• _Problem statement_
Express the stretch of the material below, from the line containing "query: the noun phrase to segment: calm water" through the line containing "Trace the outline of every instance of the calm", as a JSON list of strings with one string per line, leaving out blank lines.

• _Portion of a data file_
□ □ □ □ □

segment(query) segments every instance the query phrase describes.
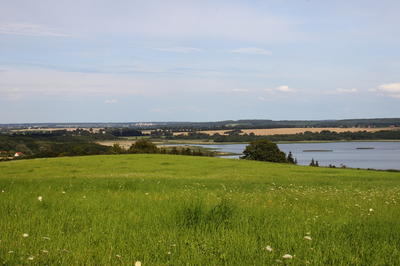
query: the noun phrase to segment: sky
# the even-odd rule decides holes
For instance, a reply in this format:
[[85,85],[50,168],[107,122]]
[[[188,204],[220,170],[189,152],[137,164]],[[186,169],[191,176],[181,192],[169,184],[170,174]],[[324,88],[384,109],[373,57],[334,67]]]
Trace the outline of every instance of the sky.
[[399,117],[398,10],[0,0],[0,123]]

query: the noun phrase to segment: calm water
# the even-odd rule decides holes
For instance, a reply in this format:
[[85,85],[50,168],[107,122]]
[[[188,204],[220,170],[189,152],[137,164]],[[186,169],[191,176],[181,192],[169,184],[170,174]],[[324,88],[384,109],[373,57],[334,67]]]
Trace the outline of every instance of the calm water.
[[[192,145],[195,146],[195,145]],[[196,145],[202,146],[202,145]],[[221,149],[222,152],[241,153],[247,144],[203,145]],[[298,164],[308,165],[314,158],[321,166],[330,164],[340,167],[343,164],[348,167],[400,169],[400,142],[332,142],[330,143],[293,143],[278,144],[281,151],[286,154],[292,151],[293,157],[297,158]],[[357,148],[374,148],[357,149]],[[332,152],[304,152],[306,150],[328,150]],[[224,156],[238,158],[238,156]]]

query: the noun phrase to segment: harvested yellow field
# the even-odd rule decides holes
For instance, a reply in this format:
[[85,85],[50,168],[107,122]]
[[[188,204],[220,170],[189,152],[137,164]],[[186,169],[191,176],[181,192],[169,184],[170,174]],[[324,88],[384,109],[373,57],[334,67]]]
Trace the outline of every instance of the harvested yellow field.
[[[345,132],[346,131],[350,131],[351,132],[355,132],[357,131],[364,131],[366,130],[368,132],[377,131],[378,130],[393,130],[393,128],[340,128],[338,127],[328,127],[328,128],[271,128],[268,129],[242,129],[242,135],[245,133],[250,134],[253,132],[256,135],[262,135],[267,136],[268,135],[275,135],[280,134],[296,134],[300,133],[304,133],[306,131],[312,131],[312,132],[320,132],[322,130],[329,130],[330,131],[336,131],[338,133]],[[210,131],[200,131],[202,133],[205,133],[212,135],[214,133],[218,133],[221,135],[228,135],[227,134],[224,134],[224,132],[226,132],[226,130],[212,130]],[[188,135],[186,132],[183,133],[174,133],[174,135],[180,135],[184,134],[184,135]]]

□ □ □ □ □

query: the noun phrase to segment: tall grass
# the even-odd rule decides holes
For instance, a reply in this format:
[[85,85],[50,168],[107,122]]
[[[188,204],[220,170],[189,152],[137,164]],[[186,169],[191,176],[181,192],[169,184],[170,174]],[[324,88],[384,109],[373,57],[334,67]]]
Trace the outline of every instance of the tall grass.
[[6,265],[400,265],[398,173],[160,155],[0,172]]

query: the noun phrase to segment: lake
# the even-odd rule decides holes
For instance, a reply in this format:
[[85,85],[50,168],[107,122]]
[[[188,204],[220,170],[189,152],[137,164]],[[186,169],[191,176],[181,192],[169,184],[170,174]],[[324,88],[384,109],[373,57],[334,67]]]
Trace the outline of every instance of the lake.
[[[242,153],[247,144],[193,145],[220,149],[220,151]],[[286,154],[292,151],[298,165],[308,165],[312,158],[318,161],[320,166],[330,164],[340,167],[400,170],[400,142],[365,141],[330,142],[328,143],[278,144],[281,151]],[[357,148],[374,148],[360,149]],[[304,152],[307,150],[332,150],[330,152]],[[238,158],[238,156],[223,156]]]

□ □ □ □ □

• _Answer to this problem_
[
  "query: the noun phrase to segment: calm water",
  "# the even-odd rule decides holes",
  "For instance, a reply in this format:",
  "[[85,85],[50,168],[107,122]]",
  "[[[188,204],[220,170],[189,152],[137,164]],[[186,169],[191,176],[181,192],[169,184],[170,174]],[[324,88],[384,109],[373,57],[334,67]]]",
  "Trace the outline of every instance of the calm water."
]